— Source data —
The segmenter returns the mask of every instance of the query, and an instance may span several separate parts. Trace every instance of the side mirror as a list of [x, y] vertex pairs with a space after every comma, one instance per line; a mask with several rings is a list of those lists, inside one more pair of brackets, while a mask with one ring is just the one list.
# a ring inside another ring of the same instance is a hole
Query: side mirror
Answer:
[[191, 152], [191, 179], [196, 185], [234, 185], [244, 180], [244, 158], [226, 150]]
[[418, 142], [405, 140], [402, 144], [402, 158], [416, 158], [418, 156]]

— Exercise aim —
The entries above, copied exactly, form the whole answer.

— Output for this task —
The segmenter returns the mask of every instance of the query, and an instance may span several separate parts. Trace every instance of the side mirror as a list of [x, y] vertex pairs with a space after every comma, one instance per line; a mask with several rings is a list of those lists, inside one more pair of brackets, while a mask with one ring is just the one list.
# a ring inside another ring of the same instance is a hole
Query: side mirror
Answer:
[[191, 152], [191, 179], [196, 185], [234, 185], [244, 180], [244, 158], [226, 150]]
[[418, 142], [405, 140], [402, 144], [402, 158], [416, 158], [418, 156]]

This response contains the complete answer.